> [The exercise]: Repeat every line below exactly as it reads.
------------------------------------------------------------------------
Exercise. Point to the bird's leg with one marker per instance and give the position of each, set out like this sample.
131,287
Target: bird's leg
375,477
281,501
------------------------------------------------------------------------
> [Complete output]:
Exercise. Point to the bird's leg with one marker per instance and give the position of each, set out like this sample.
131,287
Target: bird's leg
375,477
281,501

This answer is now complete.